--- Problem ---
Take the listing below and reproduce it in full. Change nothing.

══ Supplied information

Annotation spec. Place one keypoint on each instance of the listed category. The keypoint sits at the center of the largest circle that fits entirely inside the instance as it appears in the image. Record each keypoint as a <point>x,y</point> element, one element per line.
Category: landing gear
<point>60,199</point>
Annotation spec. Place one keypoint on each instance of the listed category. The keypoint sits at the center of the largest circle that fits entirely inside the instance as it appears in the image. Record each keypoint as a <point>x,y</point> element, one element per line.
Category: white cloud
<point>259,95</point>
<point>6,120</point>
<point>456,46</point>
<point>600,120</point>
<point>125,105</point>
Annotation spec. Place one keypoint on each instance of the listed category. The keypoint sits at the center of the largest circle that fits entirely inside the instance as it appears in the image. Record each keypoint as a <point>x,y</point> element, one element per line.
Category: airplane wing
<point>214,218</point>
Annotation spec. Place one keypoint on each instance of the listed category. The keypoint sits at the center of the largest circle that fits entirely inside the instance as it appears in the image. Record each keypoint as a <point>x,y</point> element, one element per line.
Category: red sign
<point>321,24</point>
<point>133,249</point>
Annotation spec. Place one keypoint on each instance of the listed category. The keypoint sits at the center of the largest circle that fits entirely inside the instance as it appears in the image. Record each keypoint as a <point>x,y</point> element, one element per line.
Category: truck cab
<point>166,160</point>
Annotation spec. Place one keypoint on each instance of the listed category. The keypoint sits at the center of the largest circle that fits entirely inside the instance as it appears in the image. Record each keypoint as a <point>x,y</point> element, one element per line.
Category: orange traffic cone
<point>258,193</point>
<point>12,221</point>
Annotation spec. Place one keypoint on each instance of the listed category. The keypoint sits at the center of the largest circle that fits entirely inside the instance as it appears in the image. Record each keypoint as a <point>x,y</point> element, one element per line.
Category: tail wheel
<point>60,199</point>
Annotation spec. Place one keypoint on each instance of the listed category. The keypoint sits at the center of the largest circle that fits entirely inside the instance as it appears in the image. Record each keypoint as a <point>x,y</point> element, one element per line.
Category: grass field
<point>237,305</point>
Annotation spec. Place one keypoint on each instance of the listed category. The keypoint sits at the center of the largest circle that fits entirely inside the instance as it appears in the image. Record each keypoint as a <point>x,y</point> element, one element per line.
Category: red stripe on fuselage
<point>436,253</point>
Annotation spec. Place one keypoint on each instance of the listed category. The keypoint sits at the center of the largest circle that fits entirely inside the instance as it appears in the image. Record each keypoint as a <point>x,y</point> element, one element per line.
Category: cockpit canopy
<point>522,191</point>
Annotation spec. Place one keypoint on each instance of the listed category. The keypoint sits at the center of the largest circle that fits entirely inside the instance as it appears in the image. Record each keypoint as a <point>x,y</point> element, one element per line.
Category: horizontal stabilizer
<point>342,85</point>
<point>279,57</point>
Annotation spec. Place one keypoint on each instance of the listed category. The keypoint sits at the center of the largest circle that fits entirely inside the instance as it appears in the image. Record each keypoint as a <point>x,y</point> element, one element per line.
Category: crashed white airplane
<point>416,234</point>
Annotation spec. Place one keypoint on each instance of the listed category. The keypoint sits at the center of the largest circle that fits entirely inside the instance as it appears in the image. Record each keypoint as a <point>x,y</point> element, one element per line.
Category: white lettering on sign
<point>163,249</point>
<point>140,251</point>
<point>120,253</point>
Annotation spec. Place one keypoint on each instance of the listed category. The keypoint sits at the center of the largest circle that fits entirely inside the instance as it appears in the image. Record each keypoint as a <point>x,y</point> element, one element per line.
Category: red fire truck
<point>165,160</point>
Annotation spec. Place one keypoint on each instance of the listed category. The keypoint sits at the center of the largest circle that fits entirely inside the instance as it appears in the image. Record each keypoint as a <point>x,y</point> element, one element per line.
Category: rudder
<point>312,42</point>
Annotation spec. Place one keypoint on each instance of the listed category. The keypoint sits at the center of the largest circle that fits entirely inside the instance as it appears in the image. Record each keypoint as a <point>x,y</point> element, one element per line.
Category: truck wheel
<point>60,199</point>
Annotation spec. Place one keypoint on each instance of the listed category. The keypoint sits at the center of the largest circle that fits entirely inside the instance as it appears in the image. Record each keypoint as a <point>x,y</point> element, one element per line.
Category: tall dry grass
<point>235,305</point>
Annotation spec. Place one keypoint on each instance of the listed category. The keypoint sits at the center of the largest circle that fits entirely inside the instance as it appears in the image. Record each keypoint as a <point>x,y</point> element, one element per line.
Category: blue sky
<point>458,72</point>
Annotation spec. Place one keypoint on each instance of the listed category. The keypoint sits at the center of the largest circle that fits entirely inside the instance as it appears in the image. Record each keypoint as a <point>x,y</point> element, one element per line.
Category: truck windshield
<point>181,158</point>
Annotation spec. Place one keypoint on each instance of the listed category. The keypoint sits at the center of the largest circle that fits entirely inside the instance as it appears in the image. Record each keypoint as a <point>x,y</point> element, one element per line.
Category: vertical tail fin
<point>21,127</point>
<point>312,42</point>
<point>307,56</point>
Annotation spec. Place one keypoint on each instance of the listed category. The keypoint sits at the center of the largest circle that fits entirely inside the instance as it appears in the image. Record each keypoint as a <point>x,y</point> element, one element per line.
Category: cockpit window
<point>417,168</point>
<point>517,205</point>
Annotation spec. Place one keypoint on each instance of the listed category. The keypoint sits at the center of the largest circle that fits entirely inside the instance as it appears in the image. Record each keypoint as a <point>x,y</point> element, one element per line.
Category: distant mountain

════

--- Result below ---
Annotation spec. Place one keypoint on each instance of the listed category. The keypoint sits at the center of the largest circle that fits entirely inside the instance as it appears in the image. Record each keypoint as a <point>x,y</point> element, one element per line.
Category: landing gear
<point>60,199</point>
Annotation spec. Place one keypoint on each instance of the listed category. The keypoint sits at the center of the largest circle that fits entirely inside the instance as it appears in the image. Record each keypoint as a <point>x,y</point> element, one element per line.
Category: white cloud
<point>259,95</point>
<point>6,120</point>
<point>456,46</point>
<point>600,120</point>
<point>125,105</point>
Annotation spec. Place one keypoint on each instance of the listed category. The keypoint sits at the center of the largest circle that fits entirely inside the instance as it appears in the image. Record each keypoint as a <point>x,y</point> element, one element per line.
Category: airplane wing
<point>214,218</point>
Annotation spec. Place one keypoint on each instance of the listed category. The keypoint sits at the center of the largest circle that fits entirely inside the instance as it appears in the image. Record each keypoint as a <point>x,y</point> element, one element per line.
Category: red sign
<point>321,24</point>
<point>133,249</point>
Annotation spec. Place one keypoint on each instance of the listed category. The keypoint sits at the center of the largest circle that fits entirely inside the instance as it appears in the image. Record each keypoint as a <point>x,y</point> element, one element per line.
Category: truck cab
<point>166,160</point>
Annotation spec. Place one keypoint on each instance of the listed category. The keypoint sits at the center of the largest circle that fits entirely inside the instance as it appears in the image. Record each keypoint as a <point>x,y</point> element, one element per line.
Category: orange traffic cone
<point>258,193</point>
<point>12,221</point>
Annotation spec. Place one keypoint on each instance of the listed category. The keypoint sits at the center of the largest circle that fits entirely inside the instance as it appears in the image. Record each keypoint as a <point>x,y</point> element, one element per line.
Category: tail wheel
<point>60,199</point>
Annotation spec. Place one keypoint on each instance of the listed category. The keypoint sits at the center of the largest circle that fits entirely inside the instance as it appears in the image. Record each keypoint as a <point>x,y</point> element, one element per line.
Category: grass field
<point>237,305</point>
Annotation spec. Place one keypoint on each instance of the listed category. The keypoint sits at the center of the largest circle that fits entirely inside the instance as it appears in the image. Record each keypoint as a <point>x,y</point> element, one element per line.
Category: red stripe on fuselage
<point>436,253</point>
Annotation spec. Place one keypoint on each instance of the listed category. The keypoint sits at the center of the largest circle that fits entirely inside the instance as it appears in the image. Record each keypoint as a <point>x,y</point> element, one element per line.
Category: cockpit canopy
<point>522,191</point>
Annotation spec. Place one keypoint on each instance of the listed category. The keypoint sits at the center of the largest circle that fits entirely inside the instance as it appears in the image. Record each keypoint as a <point>x,y</point> element, one element per line.
Category: horizontal stabilizer
<point>342,85</point>
<point>279,57</point>
Annotation spec. Place one keypoint on each instance of the listed category. The keypoint sits at the center of the largest circle that fits entirely inside the instance as it appears in the image. Record each keypoint as a <point>x,y</point> element, one element per line.
Category: crashed white airplane
<point>416,234</point>
Annotation spec. Place one keypoint on each instance of the listed category. The keypoint sits at the center of the largest circle that fits entirely inside the instance as it appears in the image. Record each keypoint as a <point>x,y</point> element, one element per line.
Category: white lettering on sign
<point>163,249</point>
<point>140,251</point>
<point>120,253</point>
Annotation spec. Place one keypoint on each instance of the listed category. The keypoint sits at the center of the largest circle that fits entirely inside the instance as it appears in the image. Record each keypoint as a <point>x,y</point> element, one element per line.
Category: red fire truck
<point>165,160</point>
Annotation spec. Place one keypoint on each instance of the listed category. The keypoint sits at the center of the largest circle that fits entirely inside the instance as it appears in the image. Record each keypoint as a <point>x,y</point> element, one element per line.
Category: rudder
<point>312,42</point>
Annotation spec. Place one keypoint on each instance of the listed category. The keypoint sits at the center of the largest circle that fits entirely inside the instance as it appears in the image. Record each keypoint as a <point>x,y</point> element, one element per line.
Category: truck wheel
<point>60,199</point>
Annotation spec. Place one keypoint on each instance of the listed category. The keypoint sits at the center of the largest circle that fits entirely inside the instance as it appears in the image. Record each keypoint as a <point>x,y</point> element, one element per line.
Category: tall dry grass
<point>235,305</point>
Annotation spec. Place one keypoint on each instance of the listed category. The keypoint sits at the center of the largest circle that fits entirely inside the instance as it appears in the image. Record each keypoint as a <point>x,y</point> element, one element per line.
Category: blue sky
<point>458,72</point>
Annotation spec. Place one keypoint on each instance of the listed category. The keypoint sits at the center of the largest circle that fits entirely inside the instance as it appears in the image. Record each keypoint as a <point>x,y</point> element, one element per line.
Category: truck windshield
<point>181,158</point>
Annotation spec. Place one keypoint on each instance of the listed category. The keypoint sits at the center of the largest circle that fits entirely inside the instance as it appears in the image. Record each keypoint as a <point>x,y</point> element, one element per line.
Category: vertical tail fin
<point>21,127</point>
<point>312,42</point>
<point>307,56</point>
Annotation spec. Place one keypoint on each instance of the listed category. The keypoint sits at the center of the largest circle that fits entirely inside the instance as it appears in the image. Record each keypoint as a <point>x,y</point> element, one element per line.
Category: cockpit window
<point>417,168</point>
<point>517,205</point>
Annotation spec. Place one keypoint on each instance of the listed category. The keypoint sits at the center of the largest circle that fits entirely inside the instance as it appears in the image. Record each keypoint as a <point>x,y</point> element, one element per line.
Category: distant mountain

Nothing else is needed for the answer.